Provided data:
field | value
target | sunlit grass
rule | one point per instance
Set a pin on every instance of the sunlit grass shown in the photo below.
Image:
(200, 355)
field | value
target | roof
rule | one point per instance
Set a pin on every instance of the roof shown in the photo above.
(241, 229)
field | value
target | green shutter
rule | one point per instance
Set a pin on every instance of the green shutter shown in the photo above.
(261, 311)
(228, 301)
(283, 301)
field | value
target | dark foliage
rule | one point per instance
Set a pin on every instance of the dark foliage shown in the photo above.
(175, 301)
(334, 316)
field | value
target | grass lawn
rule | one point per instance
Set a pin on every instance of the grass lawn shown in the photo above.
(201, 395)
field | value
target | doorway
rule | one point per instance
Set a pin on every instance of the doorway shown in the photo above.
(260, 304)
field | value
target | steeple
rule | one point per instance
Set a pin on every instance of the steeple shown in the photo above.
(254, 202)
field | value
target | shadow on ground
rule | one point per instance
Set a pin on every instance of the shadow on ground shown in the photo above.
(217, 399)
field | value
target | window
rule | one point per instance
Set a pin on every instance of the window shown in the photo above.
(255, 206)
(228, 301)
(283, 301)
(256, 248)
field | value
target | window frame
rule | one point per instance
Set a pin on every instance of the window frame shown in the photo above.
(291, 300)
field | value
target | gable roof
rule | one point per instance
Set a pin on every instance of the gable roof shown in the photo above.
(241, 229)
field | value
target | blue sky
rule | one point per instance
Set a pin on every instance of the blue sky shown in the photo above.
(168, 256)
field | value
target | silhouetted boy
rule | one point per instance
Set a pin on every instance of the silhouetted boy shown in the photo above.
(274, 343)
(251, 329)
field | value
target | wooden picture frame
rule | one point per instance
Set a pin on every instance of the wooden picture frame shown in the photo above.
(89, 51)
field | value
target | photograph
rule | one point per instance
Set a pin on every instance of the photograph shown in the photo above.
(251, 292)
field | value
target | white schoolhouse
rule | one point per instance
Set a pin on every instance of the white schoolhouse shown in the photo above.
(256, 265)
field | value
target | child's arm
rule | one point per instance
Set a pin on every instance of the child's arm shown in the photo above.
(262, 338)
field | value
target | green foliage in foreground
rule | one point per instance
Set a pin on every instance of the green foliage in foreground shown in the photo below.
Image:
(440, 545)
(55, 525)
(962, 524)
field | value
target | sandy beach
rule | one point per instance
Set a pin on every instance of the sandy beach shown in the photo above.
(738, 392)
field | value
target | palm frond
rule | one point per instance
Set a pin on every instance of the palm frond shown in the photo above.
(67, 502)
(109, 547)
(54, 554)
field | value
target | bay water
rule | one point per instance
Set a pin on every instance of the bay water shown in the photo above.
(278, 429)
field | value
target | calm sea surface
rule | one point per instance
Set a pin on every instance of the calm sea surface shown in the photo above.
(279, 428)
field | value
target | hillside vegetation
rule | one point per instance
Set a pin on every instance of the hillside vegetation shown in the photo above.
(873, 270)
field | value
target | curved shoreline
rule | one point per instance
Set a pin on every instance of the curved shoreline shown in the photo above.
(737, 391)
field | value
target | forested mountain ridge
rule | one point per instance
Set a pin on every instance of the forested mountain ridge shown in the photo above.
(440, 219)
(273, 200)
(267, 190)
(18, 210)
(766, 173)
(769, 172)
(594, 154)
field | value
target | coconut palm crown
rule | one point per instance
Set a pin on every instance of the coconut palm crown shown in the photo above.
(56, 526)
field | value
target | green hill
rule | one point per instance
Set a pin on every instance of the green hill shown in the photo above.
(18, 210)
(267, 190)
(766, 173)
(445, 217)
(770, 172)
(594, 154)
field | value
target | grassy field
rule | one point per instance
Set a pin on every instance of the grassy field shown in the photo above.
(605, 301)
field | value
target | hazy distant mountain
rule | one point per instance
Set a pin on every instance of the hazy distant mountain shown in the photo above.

Exercise details:
Repeat the material above exactly.

Full response:
field | value
target | sunlit grass
rule | one point per instance
Set a pin on every instance of the sunlit grass shown in the photo below.
Image:
(200, 355)
field | value
target | roof
rule | one point per instance
Set a pin on every instance of the roof shown in the photo above.
(241, 229)
field | value
target | green shutter
rule | one point per instance
Set a pin on every instance of the green shutter shown in the photo above.
(261, 311)
(228, 301)
(283, 301)
field | value
target | dark foliage
rule | one point per instance
Set a pin on every instance of the dark foliage shown in the photo above.
(175, 301)
(334, 316)
field | value
target | grass lawn
rule | one point per instance
Set a pin on every instance of the grass lawn shown in the photo above.
(201, 395)
field | value
target | doorway
rule | one point per instance
Set a pin on every instance of the doorway shown in the photo above.
(260, 304)
field | value
target | steeple
rule | one point per instance
Set a pin on every instance of the steeple shown in the photo above.
(254, 202)
field | value
target | shadow on ground
rule | one point per instance
Set a pin on every instance of the shadow on ground shown in the photo above.
(217, 399)
field | value
target | window
rule | one point per instance
Set a pin on every instance of the window shown in the photo above.
(255, 206)
(228, 301)
(283, 301)
(256, 248)
field | value
target | window frame
rule | one point per instance
Set a pin on every instance of the window frame shown in the photo above.
(291, 300)
field | value
target | gable roof
rule | one point per instance
Set a pin on every instance of the gable roof shown in the photo above.
(241, 229)
field | value
target | blue sky
rule | one point per instance
Set a pin on every instance of the blue sky shown in the photo above.
(168, 256)
field | value
target | silhouetted boy
rule | one point per instance
Set a pin on every instance of the silhouetted boy shown in the photo above.
(274, 343)
(251, 329)
field | value
target | wooden picture frame
rule | one point per instance
Set a pin on every instance of the wooden picture frame shown in the photo above.
(89, 51)
field | value
target | photograph
rule | one point per instance
Set a pin on every instance of the photograph shown in the photo above.
(251, 292)
field | value
target | white schoolhouse
rule | one point per instance
Set a pin on every instance of the white schoolhouse shown in the photo above.
(256, 265)
field | value
target | child's arm
rule | one point per instance
Set a pin on every instance of the child's arm shown in the photo above.
(262, 338)
field | value
target | green foliage in foreground
rule | one point per instance
Set a pin on every instance of the green foliage in foreground shown in the photo below.
Image:
(440, 545)
(55, 525)
(962, 524)
field | value
target | sandy beach
rule | one point per instance
Set a pin on every instance of the sandy beach shown in the photo above.
(738, 392)
field | value
target | palm frond
rule | one point per instance
Set a pin on every instance of the palm frond shown in the photo above.
(67, 502)
(109, 547)
(54, 554)
field | value
target | bay water
rule | one point per instance
Set a pin on every instance of the bay water shown in the photo above.
(278, 429)
field | value
target | calm sea surface
rule | one point per instance
Set a pin on every instance of the calm sea surface shown in the photo above.
(279, 428)
field | value
target | hillside vegetation
rule | one point per instance
Set a pin on every instance of the hillside vegetation shown in the photo above.
(873, 270)
field | value
target | curved shoreline
rule | one point per instance
Set a pin on every instance of the curved shoreline shown in the photo above.
(737, 391)
field | value
target | forested mountain ridge
rule | one point per instance
Set a pin on every instance of the forested mountain ridge shown in the photo above.
(440, 219)
(273, 200)
(267, 190)
(18, 210)
(766, 173)
(769, 172)
(594, 154)
field | value
target | coconut palm crown
rule | one point per instance
Set a pin on every instance of the coconut palm crown shown in the photo above.
(56, 526)
field | value
target | green hill
rule | one point per instance
Set a pin on every instance of the green hill shown in the photo above.
(18, 210)
(267, 190)
(766, 173)
(445, 217)
(770, 172)
(594, 154)
field | value
target | grassy field
rule | one point per instance
Set a pin on every instance of the grassy field shown in the photo above.
(605, 301)
field | value
target | hazy distant mountain
rule | one point per instance
Set a pin on every instance of the hazy distant mountain shown in the photo above.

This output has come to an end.